▸ DOCUMENT SEGMENT
# Load 10K Filings

In this notebook we add 10K filings with embeddings to our graph

## Setup
First, check to ensure you're using the `neo4j_genai` kernel with the following command. This kernel has the necessary runtime and dependencies for this notebook. If you see a different kernel, try changing the kernel to `neo4j_genai` in the upper right corner of the screen.

In [None]:
import sys
import os
os.path.basename(sys.executable.replace("/bin/python",""))

Next we install and import some libraries 

Now import needed packages

In [None]:
import json
import numpy as np
import os
import re
from string import Template

# Neo4j
from graphdatascience import GraphDataScience

## Loading 10-K Documents with Embeddings

In [None]:
import pandas as pd
edf = pd.read_csv(embedding_entries)

In [None]:
load_dotenv('credentials.env', override=True)
# username is neo4j by default
NEO4J_USERNAME = 'neo4j'
# You will need to change these to match
NEO4J_URI = os.getenv('NEO4J_URI')
NEO4J_PASSWORD = os.getenv('NEO4J_PASSWORD')

In [None]:
gds = GraphDataScience(
    NEO4J_URI,
    auth=(NEO4J_USERNAME, NEO4J_PASSWORD),
    aura_ds=True
)
gds.set_database('neo4j')

In [None]:
gds.run_cypher('CREATE INDEX company_name IF NOT EXISTS FOR (n:Company) ON (n.companyName)')
gds.run_cypher('CREATE CONSTRAINT unique_document_id IF NOT EXISTS FOR (n:Document) REQUIRE (n.documentId) IS NODE KEY')

In [None]:
edf = pd.read_csv('form10k-docs.csv')
edf

In [None]:
%%time

embedding_entries = edf.to_dict(orient='records')
total = len(embedding_entries)
count = 0
for d in chunks(embedding_entries, 100):
    gds.run_cypher('''
    UNWIND $records AS record
    MATCH(c:Company {companyName:record.companyName})
    MERGE(b:Document {documentId:record.contextId})
    ON CREATE SET b.documentType='FORM_10K_ITEM1', b.seqId = record.seqId, b.textEmbedding = record.textEmbedding, b.text = record.text
    MERGE(c)-[:HAS]->(b)
    RETURN count(b) as cnt
    ''', params = {'records':d})
    count += len(d)
    print(f'loaded {count} of {total}')

## Check Data

In [None]:
# Check node count
gds.run_cypher('MATCH(doc:Document) RETURN count(doc)')

▸ INPUT

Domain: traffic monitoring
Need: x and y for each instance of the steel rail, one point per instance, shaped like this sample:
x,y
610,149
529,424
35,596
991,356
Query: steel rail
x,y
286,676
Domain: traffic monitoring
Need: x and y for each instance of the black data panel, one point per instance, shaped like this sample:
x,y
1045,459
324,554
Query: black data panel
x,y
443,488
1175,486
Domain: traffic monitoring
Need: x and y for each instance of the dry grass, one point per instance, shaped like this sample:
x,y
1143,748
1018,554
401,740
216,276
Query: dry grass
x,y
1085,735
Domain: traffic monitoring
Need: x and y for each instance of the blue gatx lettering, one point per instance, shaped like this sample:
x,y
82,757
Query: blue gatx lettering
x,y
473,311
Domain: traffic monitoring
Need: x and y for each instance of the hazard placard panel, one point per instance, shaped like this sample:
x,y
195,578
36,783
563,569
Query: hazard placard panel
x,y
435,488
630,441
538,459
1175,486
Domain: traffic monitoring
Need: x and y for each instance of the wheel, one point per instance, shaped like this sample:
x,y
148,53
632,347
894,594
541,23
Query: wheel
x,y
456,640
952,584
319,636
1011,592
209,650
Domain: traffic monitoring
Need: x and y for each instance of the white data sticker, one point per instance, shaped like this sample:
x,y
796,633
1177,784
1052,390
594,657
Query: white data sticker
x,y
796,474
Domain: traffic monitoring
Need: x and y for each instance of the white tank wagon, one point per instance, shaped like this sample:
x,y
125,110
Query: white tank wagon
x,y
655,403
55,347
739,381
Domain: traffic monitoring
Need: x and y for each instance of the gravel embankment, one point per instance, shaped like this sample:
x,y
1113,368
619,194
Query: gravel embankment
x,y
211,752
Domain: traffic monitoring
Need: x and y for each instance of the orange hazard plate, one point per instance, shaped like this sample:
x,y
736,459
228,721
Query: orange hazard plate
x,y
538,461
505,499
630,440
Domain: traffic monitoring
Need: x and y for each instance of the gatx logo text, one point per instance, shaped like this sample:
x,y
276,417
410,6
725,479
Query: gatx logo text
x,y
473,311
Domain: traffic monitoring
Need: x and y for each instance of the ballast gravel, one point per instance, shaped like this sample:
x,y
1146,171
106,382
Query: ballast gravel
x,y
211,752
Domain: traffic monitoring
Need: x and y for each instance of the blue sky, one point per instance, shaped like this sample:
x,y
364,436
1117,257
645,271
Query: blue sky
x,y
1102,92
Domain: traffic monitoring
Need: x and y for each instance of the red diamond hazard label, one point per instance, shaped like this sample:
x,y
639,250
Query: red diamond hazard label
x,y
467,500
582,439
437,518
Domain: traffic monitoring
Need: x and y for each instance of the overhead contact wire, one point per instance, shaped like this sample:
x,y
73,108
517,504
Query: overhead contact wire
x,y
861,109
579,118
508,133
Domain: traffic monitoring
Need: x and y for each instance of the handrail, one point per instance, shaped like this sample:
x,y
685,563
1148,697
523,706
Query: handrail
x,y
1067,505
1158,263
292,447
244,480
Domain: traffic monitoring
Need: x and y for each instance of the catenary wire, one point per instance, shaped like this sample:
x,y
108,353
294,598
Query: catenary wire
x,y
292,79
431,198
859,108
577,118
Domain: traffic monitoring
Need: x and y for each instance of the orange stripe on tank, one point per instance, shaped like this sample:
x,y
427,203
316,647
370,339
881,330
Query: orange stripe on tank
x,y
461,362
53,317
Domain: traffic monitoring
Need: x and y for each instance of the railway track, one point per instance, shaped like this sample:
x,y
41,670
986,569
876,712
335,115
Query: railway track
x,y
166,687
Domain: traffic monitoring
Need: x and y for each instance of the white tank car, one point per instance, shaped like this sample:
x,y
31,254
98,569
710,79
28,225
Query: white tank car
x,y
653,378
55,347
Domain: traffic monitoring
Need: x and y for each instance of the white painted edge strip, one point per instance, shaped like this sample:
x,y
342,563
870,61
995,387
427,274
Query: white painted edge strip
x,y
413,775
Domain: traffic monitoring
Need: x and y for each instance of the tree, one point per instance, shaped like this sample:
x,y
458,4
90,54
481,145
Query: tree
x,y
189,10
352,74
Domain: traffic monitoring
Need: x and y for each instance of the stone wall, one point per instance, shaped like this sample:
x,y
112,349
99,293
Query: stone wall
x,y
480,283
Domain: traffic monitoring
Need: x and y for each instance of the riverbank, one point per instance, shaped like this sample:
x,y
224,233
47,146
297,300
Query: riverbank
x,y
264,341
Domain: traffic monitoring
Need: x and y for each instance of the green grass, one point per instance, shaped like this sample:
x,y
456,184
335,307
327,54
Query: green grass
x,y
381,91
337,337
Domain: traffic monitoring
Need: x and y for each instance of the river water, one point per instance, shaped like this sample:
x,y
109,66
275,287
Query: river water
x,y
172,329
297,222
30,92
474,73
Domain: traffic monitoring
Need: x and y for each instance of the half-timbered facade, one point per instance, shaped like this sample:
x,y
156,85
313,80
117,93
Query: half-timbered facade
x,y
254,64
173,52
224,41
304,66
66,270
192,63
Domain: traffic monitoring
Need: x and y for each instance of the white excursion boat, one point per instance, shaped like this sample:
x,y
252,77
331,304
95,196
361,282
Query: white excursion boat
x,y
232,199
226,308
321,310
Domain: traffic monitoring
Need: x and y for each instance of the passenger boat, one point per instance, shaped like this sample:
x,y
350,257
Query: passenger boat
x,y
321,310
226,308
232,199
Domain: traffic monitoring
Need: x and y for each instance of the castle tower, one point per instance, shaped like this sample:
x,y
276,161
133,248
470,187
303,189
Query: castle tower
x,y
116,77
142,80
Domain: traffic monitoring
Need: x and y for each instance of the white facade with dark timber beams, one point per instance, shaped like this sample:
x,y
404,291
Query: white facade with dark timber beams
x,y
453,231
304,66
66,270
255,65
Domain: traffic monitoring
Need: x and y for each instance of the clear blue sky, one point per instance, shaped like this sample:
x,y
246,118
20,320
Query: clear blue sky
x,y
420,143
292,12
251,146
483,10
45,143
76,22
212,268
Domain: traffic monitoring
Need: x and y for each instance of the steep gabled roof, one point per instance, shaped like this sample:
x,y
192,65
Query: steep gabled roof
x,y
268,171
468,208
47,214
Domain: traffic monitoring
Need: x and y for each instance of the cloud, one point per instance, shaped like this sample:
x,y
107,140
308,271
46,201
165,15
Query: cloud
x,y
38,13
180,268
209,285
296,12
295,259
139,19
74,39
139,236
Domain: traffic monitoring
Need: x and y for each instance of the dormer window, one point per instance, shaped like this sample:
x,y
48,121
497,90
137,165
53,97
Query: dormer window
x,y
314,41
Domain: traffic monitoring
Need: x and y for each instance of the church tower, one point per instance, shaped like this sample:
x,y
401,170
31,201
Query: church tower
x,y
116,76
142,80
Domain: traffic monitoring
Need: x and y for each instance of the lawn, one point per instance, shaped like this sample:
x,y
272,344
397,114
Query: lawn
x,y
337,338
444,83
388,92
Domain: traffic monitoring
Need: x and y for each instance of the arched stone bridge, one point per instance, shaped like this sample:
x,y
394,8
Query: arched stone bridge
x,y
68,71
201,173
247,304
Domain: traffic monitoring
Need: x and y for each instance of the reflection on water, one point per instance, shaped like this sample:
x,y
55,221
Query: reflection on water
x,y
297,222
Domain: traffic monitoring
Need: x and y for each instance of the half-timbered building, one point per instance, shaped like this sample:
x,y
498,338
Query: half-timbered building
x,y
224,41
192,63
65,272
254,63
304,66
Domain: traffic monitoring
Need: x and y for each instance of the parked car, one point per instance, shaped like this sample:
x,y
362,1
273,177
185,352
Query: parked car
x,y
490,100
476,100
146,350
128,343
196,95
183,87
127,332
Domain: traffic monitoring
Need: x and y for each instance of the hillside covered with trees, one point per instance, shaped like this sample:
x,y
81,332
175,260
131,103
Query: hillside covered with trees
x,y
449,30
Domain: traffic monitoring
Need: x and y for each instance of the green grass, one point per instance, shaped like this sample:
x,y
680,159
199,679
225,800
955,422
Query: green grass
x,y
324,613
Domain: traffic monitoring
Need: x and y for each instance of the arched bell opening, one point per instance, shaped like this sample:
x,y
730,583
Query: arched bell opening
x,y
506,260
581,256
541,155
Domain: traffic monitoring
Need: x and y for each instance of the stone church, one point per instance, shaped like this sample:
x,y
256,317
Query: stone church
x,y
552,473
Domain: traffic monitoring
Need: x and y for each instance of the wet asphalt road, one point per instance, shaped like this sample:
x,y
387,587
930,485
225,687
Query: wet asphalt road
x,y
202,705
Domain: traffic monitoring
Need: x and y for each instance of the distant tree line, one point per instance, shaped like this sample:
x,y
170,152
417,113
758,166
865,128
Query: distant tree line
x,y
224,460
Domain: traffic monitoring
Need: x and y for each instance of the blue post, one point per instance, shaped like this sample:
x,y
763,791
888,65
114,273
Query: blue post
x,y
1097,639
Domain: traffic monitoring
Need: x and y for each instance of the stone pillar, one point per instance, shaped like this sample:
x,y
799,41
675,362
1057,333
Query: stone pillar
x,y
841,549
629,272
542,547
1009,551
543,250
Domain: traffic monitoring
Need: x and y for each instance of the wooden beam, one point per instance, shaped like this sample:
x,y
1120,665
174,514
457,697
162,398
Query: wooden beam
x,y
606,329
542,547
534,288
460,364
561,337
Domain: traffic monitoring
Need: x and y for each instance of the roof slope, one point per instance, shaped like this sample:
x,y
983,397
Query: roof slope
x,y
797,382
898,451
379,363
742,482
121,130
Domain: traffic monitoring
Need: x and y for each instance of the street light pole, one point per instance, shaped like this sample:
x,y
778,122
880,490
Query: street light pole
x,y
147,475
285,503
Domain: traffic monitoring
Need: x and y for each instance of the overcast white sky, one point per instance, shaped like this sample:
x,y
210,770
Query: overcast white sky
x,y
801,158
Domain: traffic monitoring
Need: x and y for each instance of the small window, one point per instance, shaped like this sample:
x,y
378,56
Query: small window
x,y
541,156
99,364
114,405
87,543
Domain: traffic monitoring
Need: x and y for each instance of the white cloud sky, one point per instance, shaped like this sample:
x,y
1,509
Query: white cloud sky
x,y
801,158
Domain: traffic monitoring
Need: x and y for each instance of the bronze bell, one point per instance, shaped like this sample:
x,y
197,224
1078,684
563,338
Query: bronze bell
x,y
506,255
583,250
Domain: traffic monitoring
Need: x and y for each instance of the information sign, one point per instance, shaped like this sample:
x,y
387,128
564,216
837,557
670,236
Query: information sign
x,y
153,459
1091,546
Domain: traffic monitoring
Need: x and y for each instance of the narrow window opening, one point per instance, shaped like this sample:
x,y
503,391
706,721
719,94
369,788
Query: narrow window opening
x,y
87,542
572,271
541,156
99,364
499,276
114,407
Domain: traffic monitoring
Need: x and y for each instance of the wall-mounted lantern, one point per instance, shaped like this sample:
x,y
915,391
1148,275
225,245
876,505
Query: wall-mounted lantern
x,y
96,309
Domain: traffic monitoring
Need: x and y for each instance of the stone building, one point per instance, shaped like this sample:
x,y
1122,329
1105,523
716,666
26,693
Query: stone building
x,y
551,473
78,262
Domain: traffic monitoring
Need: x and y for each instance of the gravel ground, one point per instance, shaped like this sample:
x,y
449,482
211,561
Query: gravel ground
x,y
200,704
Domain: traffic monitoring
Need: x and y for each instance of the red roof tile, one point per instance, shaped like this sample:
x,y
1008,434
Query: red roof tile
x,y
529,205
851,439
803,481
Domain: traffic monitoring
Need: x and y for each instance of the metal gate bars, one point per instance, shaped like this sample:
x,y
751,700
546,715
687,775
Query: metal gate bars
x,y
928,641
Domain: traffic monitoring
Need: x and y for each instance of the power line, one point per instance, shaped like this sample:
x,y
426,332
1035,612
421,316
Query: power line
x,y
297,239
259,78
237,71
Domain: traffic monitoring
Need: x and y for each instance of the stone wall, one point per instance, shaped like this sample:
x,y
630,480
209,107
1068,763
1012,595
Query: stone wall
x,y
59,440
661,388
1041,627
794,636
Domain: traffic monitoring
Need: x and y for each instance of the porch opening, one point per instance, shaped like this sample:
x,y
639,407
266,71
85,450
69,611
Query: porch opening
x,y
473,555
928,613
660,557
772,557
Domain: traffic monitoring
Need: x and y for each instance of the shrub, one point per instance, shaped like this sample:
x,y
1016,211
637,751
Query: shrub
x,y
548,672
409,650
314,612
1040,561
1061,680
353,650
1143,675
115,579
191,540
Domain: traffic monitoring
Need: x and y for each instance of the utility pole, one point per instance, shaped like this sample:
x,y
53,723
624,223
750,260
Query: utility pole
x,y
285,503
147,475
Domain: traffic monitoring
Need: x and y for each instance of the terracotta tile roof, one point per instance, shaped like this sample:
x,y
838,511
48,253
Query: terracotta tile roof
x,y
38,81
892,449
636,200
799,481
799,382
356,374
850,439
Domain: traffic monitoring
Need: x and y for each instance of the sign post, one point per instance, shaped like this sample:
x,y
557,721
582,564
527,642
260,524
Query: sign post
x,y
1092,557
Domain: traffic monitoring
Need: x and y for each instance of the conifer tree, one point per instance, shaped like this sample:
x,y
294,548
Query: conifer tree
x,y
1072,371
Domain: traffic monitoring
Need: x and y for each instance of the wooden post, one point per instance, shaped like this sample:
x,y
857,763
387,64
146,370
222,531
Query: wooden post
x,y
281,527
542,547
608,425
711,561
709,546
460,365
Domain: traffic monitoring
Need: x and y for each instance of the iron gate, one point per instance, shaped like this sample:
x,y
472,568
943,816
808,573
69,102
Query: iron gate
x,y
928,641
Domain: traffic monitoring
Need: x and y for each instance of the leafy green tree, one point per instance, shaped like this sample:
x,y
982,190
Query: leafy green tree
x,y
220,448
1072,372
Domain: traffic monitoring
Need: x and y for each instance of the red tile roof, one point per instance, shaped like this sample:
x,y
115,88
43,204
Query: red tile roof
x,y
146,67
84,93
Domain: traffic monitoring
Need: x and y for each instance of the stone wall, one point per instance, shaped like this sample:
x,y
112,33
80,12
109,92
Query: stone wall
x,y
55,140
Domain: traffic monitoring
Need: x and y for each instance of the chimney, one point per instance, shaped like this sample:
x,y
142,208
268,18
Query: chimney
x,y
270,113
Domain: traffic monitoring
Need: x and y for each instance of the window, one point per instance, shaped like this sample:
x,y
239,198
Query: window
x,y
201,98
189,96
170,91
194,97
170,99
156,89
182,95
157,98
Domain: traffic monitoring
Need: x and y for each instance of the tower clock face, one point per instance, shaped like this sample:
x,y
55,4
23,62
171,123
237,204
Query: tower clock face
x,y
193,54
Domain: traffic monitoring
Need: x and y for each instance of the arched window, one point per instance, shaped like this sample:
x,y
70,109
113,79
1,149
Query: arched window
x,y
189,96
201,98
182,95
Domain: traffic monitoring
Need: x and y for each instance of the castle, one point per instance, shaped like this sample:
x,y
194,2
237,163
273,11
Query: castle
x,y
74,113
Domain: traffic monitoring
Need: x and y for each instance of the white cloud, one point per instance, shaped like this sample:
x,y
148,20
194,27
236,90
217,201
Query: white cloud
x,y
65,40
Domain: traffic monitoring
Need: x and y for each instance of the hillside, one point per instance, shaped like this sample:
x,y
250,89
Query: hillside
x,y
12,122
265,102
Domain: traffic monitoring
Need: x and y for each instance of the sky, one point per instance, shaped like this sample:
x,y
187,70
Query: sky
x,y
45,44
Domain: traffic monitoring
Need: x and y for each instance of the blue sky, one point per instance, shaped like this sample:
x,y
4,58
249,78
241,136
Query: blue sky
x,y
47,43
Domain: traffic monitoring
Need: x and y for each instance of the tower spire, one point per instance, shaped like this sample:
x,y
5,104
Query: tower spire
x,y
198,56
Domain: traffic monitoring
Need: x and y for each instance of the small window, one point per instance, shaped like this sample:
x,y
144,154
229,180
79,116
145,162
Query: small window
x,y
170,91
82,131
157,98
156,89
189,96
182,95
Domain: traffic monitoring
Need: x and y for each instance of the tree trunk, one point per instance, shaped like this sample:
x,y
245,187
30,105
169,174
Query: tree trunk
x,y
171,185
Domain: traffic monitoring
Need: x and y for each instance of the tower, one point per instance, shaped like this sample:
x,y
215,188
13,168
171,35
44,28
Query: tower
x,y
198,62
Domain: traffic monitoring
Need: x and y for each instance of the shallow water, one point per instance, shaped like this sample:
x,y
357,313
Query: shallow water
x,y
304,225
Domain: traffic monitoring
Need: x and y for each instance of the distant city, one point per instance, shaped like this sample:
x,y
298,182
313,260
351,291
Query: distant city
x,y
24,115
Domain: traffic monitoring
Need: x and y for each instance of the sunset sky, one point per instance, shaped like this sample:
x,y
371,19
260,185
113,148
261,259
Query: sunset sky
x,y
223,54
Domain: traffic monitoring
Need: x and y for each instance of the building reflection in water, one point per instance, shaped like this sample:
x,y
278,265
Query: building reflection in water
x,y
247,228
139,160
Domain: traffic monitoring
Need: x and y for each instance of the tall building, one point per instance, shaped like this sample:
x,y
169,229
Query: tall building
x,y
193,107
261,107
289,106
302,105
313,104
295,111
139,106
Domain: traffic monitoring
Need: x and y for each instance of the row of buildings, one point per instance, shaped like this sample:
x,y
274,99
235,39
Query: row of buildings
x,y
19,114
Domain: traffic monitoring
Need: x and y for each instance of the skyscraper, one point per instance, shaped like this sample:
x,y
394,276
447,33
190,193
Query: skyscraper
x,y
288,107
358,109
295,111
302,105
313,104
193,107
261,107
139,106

▸ PROBLEMS
**A.** Set down, word for word, the stretch of the 10-K filings notebook from "RETURN count(b) as" through "gds.run_cypher('MATCH(doc:Document) RETURN count(doc)')".
**B.** List each line in the entries that contains the word "parked".

▸ RESPONSE LIST
**A.**
RETURN count(b) as cnt
    ''', params = {'records':d})
    count += len(d)
    print(f'loaded {count} of {total}')

## Check Data

In [None]:
# Check node count
gds.run_cypher('MATCH(doc:Document) RETURN count(doc)')

**B.**
Need: x and y for each instance of the parked car, one point per instance, shaped like this sample:
Query: parked car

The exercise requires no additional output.